(Referring expression data)
- - -

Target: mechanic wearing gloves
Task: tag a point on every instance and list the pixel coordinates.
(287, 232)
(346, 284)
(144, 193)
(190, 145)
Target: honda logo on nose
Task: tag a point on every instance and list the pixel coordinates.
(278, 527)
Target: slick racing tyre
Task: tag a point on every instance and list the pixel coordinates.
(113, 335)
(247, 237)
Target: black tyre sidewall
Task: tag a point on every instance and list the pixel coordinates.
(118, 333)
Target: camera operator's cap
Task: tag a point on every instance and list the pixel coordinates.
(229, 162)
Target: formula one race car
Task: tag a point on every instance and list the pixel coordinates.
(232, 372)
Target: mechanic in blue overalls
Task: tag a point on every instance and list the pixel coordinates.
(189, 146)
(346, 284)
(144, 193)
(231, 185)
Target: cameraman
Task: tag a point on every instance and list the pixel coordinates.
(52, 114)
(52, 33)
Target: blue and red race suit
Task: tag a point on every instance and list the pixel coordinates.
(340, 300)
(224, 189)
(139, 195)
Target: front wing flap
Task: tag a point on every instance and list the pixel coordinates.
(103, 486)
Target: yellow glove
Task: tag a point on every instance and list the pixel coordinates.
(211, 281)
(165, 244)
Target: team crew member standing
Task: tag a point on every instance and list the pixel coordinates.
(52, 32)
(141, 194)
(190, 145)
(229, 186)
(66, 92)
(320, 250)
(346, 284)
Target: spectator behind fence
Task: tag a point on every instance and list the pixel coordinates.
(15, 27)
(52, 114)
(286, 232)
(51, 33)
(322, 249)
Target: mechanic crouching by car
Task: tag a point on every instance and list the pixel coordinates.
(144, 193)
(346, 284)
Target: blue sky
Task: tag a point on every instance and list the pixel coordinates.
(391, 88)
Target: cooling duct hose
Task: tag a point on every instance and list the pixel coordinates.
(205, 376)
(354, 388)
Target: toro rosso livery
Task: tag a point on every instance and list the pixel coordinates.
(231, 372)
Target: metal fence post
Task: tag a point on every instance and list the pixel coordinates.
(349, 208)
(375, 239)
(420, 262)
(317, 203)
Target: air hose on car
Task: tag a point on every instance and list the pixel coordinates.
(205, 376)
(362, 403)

- - -

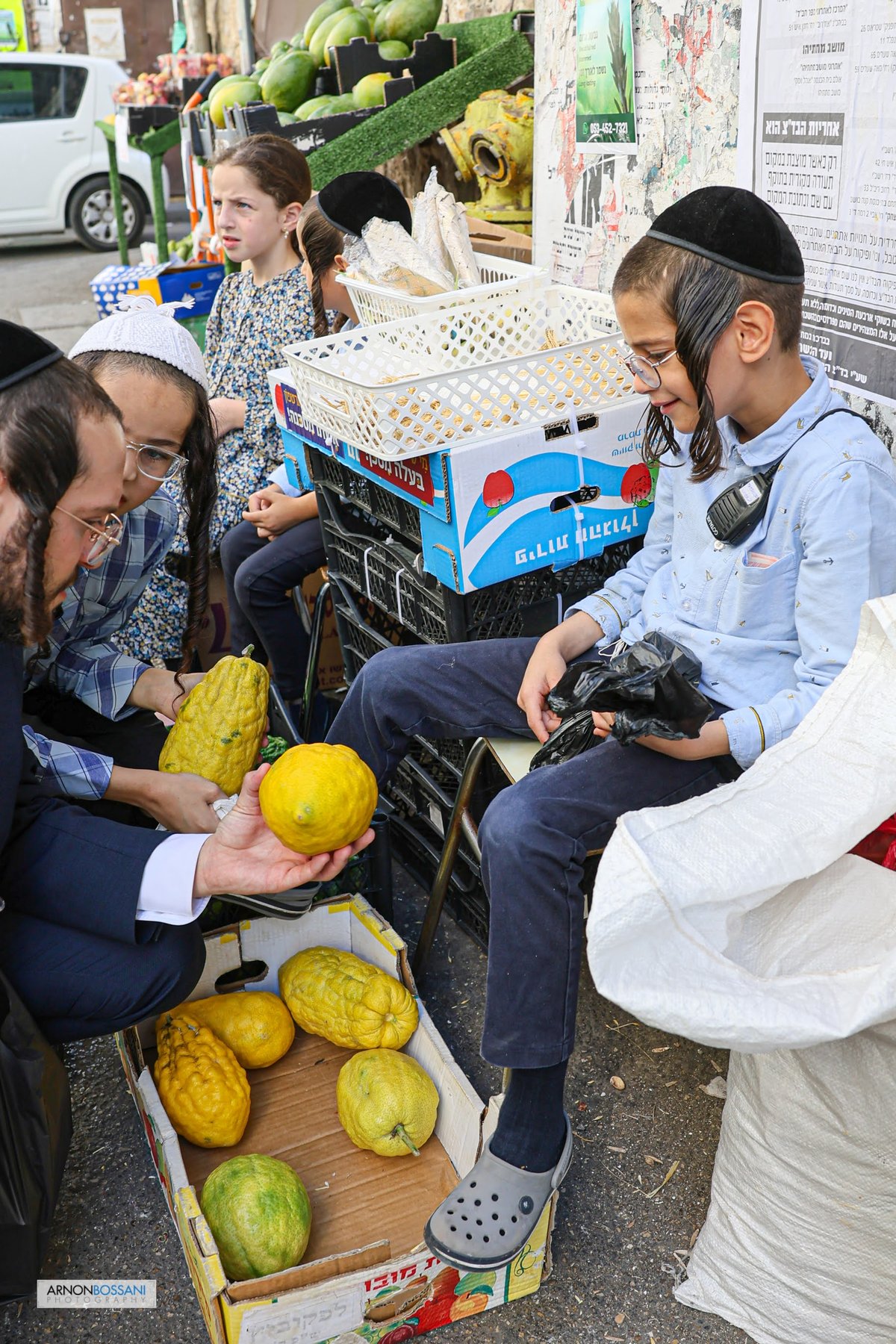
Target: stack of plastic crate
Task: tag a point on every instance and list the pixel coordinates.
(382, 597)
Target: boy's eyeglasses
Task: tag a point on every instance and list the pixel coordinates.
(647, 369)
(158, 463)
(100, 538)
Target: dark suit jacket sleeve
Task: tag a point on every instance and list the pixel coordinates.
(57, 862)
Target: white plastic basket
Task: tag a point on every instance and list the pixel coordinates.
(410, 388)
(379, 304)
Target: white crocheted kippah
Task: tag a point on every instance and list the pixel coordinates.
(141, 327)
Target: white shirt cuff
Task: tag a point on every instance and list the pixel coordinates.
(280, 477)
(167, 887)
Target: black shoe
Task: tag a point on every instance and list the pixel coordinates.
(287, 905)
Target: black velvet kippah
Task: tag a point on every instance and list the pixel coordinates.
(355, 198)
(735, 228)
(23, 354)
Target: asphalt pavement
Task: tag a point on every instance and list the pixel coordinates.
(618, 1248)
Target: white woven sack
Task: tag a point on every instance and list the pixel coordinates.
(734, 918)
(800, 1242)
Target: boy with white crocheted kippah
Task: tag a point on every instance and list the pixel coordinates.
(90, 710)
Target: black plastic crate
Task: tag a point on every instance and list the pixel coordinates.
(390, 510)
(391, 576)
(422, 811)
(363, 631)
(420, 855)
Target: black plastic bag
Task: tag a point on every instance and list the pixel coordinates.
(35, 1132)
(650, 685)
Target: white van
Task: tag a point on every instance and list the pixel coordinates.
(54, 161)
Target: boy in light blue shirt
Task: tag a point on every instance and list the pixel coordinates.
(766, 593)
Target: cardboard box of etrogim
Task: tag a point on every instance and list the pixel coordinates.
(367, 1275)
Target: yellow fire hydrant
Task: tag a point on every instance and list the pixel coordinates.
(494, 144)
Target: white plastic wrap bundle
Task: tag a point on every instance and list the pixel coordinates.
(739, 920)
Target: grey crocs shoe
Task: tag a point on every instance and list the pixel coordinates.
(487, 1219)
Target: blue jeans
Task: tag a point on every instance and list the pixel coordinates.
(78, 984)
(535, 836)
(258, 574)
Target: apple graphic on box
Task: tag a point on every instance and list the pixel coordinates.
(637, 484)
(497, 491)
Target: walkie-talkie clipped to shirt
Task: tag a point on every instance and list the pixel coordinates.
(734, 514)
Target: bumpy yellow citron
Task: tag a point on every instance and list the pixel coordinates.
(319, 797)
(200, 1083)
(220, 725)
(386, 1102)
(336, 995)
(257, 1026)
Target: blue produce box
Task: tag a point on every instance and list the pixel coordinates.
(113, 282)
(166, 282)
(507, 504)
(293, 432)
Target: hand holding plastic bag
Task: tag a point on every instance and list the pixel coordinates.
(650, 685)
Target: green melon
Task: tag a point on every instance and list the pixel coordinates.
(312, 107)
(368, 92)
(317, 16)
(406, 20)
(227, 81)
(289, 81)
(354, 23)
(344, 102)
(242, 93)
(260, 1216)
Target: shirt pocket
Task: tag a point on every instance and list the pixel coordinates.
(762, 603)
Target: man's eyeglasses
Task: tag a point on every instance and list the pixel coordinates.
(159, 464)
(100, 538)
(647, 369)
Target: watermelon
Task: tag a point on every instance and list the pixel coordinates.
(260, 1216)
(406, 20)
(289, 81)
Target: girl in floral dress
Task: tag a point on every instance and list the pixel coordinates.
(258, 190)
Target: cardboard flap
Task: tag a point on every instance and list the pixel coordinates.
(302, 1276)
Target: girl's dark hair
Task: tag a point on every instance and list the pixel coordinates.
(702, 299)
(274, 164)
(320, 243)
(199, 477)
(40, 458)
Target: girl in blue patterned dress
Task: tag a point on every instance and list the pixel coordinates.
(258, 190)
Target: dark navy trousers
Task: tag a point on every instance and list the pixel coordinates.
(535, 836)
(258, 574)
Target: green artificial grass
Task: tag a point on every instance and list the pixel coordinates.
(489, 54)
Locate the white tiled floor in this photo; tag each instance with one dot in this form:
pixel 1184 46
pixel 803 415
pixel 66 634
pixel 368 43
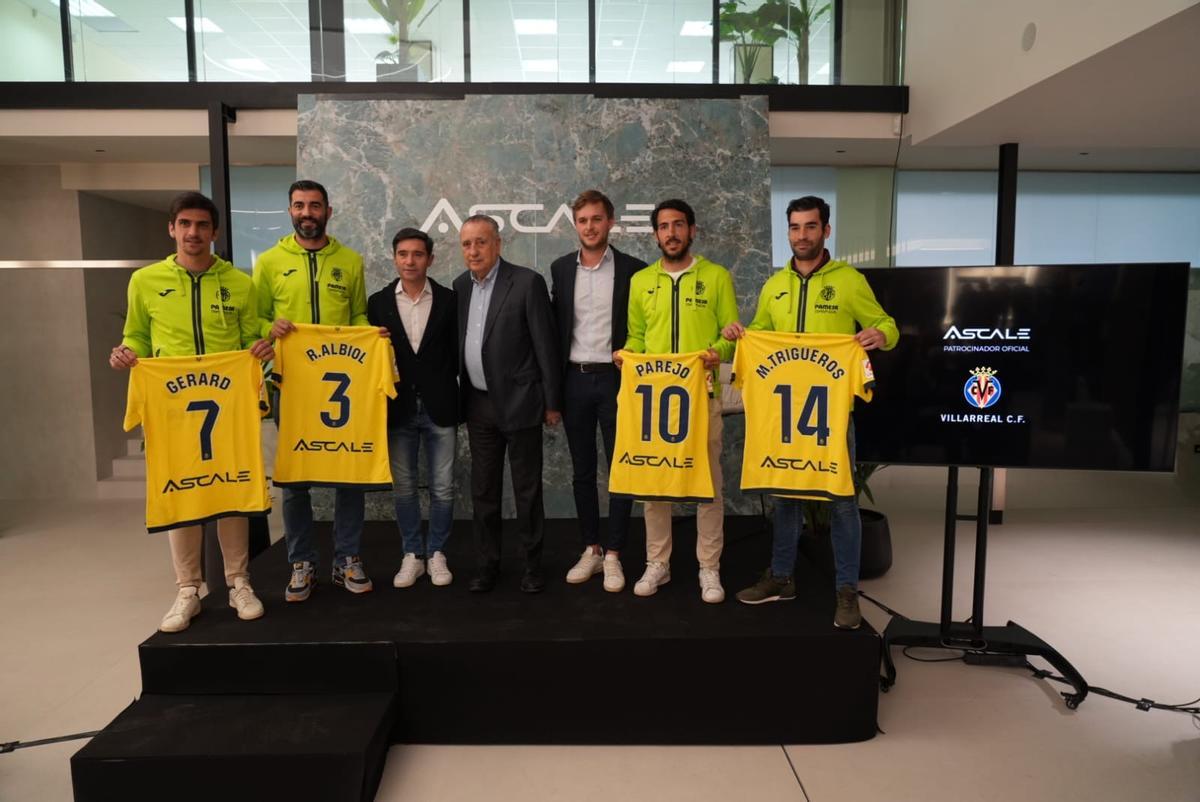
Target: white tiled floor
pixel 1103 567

- - -

→ Task objective: Your answer should consist only of the count of lines in the data that contain "hose".

→ Solution: 2